- **TASKS TO PERFORM**:
**a)** From the Samantha Maloney biography, list every country in which Hole toured with Maloney.
**b)** In the Samantha Maloney biography, reproduce everything from "In 1998, Maloney" down to "recordings and videos.", changing "whilst" to "while".

Samantha Maloney (born December 11, 1975) is an American musician best known for playing in the bands Hole and Mötley Crüe. She has also performed live with Eagles of Death Metal and Peaches.

Early career
Maloney received her first drum-kit at the age of five. Drumming immediately became a significant part of her life. At the age of fourteen she enrolled at Fiorello H. LaGuardia High School of Music & Art and Performing Arts in New York City, and for the next three years studied percussion extensively.

Music career

Shift (1993–1998)
At the age of sixteen, she auditioned for the post-hardcore band Shift as a replacement drummer and the band gave her the position permanently.

While playing in Shift, Maloney excelled on her school's basketball team, and in 1993, had to decide whether or not to pursue a serious basketball career with college scholarship offers or to continue drumming in her band Shift. Samantha chose to stick with Shift who released two independent records on Equal Vision Records in 1994 and 1995. Two years later, Shift signed to Columbia Records and made their major-label debut album titled, Get In. Following the album's release the band toured.

Hole (1998–2000)

In 1998, Maloney was offered an audition in Los Angeles for the role of drummer in Hole, a position vacated by Patty Schemel. With her audition a success she was accepted by the band and so officially joined up with Hole, leaving Shift behind to join the band. At 22, Maloney was on the road with Hole at the height of their popularity, playing sold out arenas and touring extensively in the U.S., Australia, Japan, and the United Kingdom whilst also appearing on television and in magazines, as well as Hole's recordings and videos.

Mötley Crüe (2000)

In 2000, Hole went on hiatus and Maloney was offered the drum chair for Mötley Crüe to fill in for then-drummer Randy Castillo, who was out of action due to a duodenal ulcer. She is the drummer on the live DVD of the New Tattoo tour, Motley Crue – Lewd, Crued & Tattooed.

The Chelsea part 1 (2004)
In 2004, Maloney, alongside Melissa Auf der Maur (The Smashing Pumpkins/Hole), Paz Lenchantin (A Perfect Circle), and Radio Sloan (The Need) created a new band called The Chelsea. The all-female group only played one show before quickly going their separate ways.

- **EXTRACTED RECORDS**:
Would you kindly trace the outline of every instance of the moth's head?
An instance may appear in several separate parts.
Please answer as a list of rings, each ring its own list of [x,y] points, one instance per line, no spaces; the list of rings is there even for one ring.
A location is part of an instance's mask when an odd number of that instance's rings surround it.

...

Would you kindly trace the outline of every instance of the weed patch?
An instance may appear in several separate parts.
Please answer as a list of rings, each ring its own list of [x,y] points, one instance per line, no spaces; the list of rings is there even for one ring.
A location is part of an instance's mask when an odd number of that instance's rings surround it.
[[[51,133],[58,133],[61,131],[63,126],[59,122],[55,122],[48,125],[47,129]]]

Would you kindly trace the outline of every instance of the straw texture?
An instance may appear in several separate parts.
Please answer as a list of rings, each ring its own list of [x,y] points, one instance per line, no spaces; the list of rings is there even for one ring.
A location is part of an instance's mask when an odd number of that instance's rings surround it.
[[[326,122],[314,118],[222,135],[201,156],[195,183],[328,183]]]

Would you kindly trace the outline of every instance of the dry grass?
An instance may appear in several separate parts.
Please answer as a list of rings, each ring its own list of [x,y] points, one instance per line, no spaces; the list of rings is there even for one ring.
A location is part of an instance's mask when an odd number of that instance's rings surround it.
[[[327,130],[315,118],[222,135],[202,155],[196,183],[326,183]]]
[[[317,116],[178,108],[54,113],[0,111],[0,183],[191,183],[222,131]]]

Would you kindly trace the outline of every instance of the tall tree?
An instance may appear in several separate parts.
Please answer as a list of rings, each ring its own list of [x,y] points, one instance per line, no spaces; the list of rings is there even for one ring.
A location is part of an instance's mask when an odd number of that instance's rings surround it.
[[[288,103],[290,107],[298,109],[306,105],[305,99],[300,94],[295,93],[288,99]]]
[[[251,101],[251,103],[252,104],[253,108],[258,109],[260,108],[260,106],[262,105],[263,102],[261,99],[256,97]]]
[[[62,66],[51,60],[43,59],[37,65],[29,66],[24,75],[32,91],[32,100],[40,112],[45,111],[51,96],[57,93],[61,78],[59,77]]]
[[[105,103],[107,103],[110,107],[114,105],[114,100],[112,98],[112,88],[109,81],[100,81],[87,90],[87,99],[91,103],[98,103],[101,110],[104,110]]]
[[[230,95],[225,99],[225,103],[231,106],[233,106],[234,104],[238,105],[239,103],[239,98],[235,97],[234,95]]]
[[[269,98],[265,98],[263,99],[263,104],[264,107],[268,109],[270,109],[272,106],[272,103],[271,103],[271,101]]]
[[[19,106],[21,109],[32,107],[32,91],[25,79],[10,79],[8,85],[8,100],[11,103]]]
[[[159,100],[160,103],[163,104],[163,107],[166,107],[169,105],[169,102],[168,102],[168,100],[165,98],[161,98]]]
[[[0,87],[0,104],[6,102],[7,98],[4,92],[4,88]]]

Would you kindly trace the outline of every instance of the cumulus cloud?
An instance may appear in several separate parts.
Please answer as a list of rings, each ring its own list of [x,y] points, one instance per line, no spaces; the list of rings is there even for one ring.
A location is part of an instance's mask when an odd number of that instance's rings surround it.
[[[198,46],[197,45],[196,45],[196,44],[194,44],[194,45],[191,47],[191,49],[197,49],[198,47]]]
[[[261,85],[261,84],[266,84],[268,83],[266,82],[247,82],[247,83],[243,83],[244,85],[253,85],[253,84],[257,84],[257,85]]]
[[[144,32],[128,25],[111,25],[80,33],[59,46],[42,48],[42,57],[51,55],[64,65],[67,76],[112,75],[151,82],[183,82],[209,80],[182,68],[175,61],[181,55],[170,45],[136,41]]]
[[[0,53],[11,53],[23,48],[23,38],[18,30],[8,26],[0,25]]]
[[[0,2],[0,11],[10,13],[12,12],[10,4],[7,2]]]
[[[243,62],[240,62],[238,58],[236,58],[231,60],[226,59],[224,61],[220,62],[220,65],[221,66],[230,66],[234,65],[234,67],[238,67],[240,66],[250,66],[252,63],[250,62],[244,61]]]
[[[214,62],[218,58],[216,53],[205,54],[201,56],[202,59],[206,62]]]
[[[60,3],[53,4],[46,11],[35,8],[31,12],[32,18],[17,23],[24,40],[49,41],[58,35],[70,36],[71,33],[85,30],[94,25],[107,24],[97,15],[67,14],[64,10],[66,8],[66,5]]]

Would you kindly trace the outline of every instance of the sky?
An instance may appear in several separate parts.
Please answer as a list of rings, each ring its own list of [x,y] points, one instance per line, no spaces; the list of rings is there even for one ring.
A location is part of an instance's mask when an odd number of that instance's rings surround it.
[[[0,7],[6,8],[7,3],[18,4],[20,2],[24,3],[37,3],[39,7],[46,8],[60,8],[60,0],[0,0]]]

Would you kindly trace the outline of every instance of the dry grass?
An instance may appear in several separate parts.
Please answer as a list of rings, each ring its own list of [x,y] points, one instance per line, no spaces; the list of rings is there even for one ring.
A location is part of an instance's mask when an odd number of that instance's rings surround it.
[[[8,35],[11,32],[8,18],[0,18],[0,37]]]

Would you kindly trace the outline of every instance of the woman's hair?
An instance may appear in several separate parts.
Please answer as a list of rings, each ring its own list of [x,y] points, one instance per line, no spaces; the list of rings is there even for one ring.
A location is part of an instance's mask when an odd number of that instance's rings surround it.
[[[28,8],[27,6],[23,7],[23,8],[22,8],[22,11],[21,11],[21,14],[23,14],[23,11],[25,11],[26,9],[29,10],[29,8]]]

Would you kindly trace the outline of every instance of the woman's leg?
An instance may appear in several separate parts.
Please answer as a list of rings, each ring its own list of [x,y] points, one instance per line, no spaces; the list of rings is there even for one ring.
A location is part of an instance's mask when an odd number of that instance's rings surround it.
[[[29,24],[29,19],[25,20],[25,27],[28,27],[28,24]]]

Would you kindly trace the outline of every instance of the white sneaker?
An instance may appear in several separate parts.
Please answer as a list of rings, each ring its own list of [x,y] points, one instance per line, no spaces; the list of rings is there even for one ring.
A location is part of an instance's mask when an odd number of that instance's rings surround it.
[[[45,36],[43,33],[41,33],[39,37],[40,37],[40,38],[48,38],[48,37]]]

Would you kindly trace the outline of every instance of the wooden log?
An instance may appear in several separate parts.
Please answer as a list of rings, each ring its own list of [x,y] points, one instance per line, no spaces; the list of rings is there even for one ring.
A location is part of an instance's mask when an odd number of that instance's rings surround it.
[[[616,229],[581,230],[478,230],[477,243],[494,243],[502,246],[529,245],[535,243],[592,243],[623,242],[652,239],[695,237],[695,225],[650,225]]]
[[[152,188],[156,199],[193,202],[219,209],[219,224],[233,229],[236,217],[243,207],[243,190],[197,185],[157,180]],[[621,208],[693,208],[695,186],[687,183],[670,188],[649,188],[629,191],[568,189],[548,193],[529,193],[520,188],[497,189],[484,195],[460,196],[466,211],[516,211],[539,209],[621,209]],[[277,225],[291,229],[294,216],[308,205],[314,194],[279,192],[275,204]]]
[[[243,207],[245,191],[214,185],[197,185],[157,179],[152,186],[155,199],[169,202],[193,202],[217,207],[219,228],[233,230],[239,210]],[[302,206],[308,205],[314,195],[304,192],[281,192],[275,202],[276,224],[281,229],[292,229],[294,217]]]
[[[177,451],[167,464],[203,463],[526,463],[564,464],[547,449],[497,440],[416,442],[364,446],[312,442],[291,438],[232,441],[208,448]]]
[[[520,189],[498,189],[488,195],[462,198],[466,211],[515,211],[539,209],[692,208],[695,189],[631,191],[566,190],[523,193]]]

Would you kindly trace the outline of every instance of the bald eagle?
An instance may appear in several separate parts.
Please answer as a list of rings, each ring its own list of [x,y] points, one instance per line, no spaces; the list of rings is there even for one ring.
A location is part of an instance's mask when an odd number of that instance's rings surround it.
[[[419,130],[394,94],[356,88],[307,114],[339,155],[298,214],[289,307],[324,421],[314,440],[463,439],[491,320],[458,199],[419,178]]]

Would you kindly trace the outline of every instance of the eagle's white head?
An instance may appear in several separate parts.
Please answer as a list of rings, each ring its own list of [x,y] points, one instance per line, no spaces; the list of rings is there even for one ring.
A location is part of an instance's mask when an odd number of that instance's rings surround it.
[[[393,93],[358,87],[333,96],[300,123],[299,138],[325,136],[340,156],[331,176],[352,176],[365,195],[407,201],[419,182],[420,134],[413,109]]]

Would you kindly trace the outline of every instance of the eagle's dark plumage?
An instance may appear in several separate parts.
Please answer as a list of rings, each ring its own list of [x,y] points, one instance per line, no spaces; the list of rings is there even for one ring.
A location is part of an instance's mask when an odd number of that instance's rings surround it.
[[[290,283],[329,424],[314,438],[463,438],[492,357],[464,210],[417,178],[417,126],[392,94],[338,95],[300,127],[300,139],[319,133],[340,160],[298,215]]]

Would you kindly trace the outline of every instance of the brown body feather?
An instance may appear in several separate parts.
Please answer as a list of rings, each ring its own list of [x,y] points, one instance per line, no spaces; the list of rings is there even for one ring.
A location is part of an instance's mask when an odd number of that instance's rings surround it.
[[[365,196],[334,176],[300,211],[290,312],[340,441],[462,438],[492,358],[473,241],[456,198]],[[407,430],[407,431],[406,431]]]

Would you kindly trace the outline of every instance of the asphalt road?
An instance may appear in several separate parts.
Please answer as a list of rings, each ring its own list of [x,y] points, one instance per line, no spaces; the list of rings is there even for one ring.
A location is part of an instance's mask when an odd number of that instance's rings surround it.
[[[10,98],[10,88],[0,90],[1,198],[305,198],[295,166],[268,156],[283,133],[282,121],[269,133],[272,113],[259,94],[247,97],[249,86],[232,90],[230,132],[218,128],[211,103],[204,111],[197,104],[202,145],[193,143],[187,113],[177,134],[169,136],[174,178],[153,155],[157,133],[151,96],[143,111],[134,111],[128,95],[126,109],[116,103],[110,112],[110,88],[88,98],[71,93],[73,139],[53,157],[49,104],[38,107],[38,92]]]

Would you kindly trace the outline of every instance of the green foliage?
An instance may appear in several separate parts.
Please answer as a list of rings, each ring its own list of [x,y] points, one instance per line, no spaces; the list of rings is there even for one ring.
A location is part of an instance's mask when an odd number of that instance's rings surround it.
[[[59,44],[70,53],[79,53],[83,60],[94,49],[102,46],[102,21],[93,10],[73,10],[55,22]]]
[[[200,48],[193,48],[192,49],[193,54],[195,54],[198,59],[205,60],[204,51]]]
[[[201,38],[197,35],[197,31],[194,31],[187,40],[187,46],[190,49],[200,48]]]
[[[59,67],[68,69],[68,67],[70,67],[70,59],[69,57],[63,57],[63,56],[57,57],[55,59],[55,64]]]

- **SOLUTIONS PER TASK**:
**a)** U.S., Australia, Japan, United Kingdom

**b)**
In 1998, Maloney was offered an audition in Los Angeles for the role of drummer in Hole, a position vacated by Patty Schemel. With her audition a success she was accepted by the band and so officially joined up with Hole, leaving Shift behind to join the band. At 22, Maloney was on the road with Hole at the height of their popularity, playing sold out arenas and touring extensively in the U.S., Australia, Japan, and the United Kingdom while also appearing on television and in magazines, as well as Hole's recordings and videos.